### Exercise
Please gather every line in the data below that contains the word "suit", treating uppercase and lowercase as different.

### Entries supplied
+++

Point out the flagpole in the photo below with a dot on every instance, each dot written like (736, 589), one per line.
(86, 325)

+++

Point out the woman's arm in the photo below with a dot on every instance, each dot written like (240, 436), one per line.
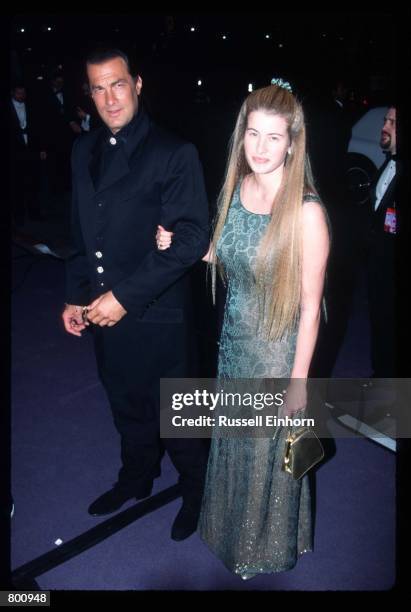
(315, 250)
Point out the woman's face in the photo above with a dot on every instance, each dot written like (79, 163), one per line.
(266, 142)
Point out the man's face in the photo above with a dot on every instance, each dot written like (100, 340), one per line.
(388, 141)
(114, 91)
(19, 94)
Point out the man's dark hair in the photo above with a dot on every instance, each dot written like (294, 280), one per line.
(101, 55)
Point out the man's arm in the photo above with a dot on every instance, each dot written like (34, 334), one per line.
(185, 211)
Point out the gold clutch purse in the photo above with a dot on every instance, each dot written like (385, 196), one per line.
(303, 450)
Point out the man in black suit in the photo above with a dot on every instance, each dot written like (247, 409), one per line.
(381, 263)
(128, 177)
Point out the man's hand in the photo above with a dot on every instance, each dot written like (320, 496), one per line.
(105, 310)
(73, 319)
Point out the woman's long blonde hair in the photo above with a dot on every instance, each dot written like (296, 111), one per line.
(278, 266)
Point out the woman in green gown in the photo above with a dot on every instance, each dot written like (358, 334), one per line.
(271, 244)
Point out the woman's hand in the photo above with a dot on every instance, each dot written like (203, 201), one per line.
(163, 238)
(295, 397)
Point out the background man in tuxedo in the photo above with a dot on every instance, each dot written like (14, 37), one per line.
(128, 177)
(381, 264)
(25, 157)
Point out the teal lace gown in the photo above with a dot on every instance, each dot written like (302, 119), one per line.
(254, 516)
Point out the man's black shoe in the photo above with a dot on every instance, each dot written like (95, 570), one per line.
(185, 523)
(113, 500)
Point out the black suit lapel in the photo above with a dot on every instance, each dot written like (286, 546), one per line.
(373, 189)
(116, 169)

+++

### Complete response
Point out the man in black suit in the photo above with a dot on every instance, each dot written like (247, 409), one per line.
Point out the black suit lapel in the photo above with a dot on every instance, each dot written like (286, 546), one per line.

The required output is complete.